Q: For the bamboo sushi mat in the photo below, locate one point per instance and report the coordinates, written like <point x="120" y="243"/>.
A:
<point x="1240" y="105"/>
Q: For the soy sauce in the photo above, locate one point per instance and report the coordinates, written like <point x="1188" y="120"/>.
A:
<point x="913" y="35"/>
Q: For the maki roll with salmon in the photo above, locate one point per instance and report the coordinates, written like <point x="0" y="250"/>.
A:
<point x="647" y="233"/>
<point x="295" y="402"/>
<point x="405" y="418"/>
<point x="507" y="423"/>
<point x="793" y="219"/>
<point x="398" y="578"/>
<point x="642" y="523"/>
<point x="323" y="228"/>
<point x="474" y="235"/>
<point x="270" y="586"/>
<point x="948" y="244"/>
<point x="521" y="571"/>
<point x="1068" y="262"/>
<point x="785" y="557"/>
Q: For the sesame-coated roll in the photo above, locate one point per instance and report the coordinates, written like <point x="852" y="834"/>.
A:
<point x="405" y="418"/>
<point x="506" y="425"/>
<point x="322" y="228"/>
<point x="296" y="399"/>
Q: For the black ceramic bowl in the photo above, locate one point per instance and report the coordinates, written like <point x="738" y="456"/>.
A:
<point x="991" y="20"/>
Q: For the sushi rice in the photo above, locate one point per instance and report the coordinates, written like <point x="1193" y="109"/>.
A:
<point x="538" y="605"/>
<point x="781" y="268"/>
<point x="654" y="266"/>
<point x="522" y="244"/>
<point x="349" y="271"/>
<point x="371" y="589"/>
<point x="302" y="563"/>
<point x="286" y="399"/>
● ● ● ●
Short problem → Extract the full listing above without alteration.

Complete answer →
Q: For the bamboo sushi mat in the photo below, locate one point per instance and report the coordinates, written like <point x="120" y="243"/>.
A:
<point x="1240" y="105"/>
Q: For the soy sauce in the photo above, locate one point per instance and report the coordinates, written like <point x="1188" y="120"/>.
A:
<point x="913" y="35"/>
Q: For the maki roll with salmon in the photo above, locate one point per instance and report the coordinates, written like <point x="0" y="250"/>.
A:
<point x="647" y="233"/>
<point x="295" y="402"/>
<point x="405" y="418"/>
<point x="507" y="423"/>
<point x="793" y="219"/>
<point x="398" y="578"/>
<point x="642" y="523"/>
<point x="323" y="228"/>
<point x="474" y="235"/>
<point x="270" y="586"/>
<point x="948" y="244"/>
<point x="521" y="571"/>
<point x="1068" y="262"/>
<point x="785" y="557"/>
Q: For the sesame-coated roll in the photo above, locate one point per instance and report the coordinates, written like <point x="852" y="834"/>.
A:
<point x="405" y="418"/>
<point x="506" y="425"/>
<point x="322" y="228"/>
<point x="296" y="399"/>
Q: For the black ceramic bowl in the photo above, locate one point per instance and report the coordinates, written like <point x="738" y="456"/>.
A:
<point x="991" y="20"/>
Q: For the sushi rice in the photo above, locate one point per instance and report the coordinates, written like <point x="1193" y="109"/>.
A:
<point x="538" y="605"/>
<point x="781" y="268"/>
<point x="654" y="266"/>
<point x="522" y="244"/>
<point x="349" y="271"/>
<point x="371" y="589"/>
<point x="302" y="563"/>
<point x="286" y="399"/>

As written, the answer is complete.